> **GOAL**
Can you reproduce, unchanged, the part of the material that opens with the line containing "steel refrigerator, written" and closes with the line containing "x=235, y=256", including both of those lines?

> **ROWS**
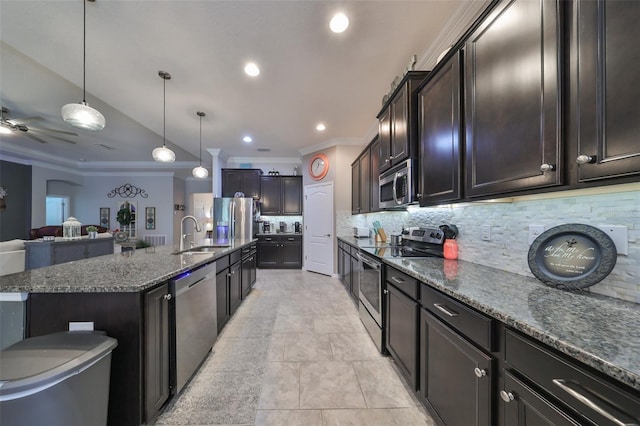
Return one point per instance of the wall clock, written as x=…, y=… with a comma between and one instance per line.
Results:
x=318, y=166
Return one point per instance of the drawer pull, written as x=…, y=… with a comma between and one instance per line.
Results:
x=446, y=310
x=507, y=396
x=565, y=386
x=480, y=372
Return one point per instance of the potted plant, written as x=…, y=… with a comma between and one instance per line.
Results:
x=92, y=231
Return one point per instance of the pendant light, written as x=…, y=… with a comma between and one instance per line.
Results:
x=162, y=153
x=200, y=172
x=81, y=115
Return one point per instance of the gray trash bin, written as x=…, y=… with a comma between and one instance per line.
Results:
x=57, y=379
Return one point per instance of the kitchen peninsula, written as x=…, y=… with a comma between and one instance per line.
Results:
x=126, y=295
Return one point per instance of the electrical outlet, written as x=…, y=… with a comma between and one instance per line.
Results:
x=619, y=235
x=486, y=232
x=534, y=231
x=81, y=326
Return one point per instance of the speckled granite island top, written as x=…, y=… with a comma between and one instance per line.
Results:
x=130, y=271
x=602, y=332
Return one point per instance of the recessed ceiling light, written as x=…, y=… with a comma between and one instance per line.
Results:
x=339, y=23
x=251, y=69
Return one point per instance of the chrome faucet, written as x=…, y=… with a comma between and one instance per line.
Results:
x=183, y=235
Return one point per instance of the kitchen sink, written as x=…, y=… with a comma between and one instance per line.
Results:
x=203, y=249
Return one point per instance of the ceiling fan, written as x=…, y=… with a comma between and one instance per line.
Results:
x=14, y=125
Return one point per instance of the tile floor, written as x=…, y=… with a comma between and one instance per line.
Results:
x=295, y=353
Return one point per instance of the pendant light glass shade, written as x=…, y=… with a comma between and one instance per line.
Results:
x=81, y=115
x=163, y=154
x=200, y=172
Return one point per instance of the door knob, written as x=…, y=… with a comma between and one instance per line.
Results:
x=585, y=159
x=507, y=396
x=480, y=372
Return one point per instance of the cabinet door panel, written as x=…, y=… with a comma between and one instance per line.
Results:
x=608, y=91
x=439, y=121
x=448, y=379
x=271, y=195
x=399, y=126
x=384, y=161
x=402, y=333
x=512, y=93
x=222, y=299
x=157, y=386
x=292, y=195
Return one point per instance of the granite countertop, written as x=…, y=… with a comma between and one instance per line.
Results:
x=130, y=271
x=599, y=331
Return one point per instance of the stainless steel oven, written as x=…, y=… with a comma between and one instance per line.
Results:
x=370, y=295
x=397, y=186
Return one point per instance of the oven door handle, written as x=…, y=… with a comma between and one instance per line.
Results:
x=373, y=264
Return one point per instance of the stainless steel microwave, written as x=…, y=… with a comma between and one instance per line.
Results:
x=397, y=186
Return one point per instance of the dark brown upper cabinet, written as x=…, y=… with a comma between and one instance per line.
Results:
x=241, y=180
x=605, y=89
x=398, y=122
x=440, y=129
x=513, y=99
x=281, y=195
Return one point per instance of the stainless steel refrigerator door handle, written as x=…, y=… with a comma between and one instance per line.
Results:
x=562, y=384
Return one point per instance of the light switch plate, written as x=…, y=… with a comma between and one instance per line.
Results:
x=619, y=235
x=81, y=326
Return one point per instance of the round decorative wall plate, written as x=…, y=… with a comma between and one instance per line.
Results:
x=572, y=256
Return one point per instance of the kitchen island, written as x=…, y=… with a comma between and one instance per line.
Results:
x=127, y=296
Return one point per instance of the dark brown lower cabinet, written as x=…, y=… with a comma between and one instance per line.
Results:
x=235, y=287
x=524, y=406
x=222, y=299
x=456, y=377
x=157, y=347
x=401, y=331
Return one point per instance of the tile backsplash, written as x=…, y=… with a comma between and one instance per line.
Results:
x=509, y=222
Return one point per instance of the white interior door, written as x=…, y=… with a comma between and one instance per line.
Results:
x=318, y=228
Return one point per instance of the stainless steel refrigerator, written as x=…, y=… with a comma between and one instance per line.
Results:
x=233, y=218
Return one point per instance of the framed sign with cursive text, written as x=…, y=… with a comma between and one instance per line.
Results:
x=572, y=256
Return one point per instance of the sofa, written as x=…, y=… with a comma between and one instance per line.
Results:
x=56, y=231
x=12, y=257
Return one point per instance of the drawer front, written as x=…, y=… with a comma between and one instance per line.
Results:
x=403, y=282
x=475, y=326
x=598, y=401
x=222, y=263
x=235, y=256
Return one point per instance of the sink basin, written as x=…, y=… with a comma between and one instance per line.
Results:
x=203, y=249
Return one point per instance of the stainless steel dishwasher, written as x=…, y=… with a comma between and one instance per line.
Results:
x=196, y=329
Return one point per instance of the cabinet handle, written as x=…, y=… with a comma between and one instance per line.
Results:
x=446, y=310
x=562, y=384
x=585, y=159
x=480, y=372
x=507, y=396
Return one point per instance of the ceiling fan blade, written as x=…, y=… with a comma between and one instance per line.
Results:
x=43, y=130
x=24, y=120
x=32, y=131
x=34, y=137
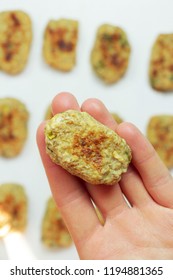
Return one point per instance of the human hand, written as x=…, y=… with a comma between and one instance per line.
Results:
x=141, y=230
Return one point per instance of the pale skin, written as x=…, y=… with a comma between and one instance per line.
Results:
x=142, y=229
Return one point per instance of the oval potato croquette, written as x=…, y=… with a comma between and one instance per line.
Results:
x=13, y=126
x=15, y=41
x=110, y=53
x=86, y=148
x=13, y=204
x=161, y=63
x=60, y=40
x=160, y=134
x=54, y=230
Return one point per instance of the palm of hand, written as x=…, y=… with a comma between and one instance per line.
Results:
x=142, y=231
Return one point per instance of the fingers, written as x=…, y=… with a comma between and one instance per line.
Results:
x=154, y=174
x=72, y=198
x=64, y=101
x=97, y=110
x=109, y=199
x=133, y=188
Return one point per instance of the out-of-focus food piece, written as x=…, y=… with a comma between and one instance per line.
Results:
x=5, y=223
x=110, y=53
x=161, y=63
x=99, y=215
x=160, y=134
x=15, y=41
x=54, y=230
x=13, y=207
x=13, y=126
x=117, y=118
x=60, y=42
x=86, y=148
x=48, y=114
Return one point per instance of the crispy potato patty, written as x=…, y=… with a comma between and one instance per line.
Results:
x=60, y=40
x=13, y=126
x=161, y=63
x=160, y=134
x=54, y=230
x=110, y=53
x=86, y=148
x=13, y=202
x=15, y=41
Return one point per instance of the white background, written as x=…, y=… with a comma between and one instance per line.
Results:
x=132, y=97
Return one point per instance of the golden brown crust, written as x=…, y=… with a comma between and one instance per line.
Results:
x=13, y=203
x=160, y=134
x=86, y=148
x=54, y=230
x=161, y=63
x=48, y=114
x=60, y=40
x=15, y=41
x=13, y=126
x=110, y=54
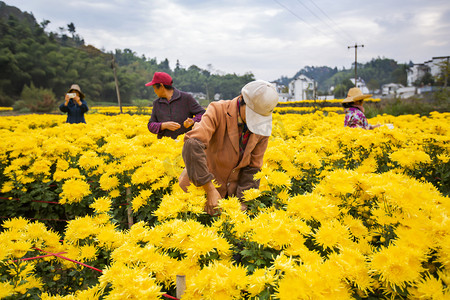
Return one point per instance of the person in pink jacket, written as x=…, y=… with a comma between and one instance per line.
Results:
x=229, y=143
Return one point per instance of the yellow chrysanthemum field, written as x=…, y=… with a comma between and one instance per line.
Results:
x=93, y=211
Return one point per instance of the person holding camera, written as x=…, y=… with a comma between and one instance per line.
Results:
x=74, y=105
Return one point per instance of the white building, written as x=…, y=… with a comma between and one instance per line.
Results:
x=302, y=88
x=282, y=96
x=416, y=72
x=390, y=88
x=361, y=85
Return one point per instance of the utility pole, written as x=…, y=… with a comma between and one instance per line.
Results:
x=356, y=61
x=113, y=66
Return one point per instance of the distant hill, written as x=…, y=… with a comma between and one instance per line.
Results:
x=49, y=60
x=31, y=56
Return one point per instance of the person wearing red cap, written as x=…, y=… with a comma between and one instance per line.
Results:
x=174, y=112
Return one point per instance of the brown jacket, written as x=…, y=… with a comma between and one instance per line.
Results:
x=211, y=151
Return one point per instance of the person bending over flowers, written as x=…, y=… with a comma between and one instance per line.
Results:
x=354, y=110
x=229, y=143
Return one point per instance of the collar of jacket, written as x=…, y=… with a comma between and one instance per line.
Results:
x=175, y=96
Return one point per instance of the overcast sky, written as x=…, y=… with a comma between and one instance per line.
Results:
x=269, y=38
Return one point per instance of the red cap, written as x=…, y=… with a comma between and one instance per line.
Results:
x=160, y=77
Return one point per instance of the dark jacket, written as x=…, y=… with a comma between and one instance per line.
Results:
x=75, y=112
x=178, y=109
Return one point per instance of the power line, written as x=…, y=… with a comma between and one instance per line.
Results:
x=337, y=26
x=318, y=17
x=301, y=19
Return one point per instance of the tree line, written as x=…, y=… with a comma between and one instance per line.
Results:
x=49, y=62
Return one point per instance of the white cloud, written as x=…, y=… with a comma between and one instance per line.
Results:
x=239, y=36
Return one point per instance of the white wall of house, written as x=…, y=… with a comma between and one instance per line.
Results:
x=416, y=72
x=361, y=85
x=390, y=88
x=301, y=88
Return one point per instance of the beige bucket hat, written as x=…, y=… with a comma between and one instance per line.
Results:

> **EXERCISE RESPONSE**
Return one point per instance of the stainless steel refrigerator, written as x=…, y=… with a comma between and one instance per line.
Results:
x=233, y=218
Return one point per instance of the framed sign with cursive text, written as x=…, y=… with a comma between and one instance per line.
Results:
x=572, y=256
Return one point per instance of the sofa, written as x=…, y=… with a comma between and one instance per line.
Results:
x=56, y=231
x=12, y=257
Return one point per instance of the drawer front, written as x=…, y=… with a comma between and one instance per line.
Results:
x=403, y=282
x=475, y=326
x=598, y=401
x=222, y=263
x=235, y=256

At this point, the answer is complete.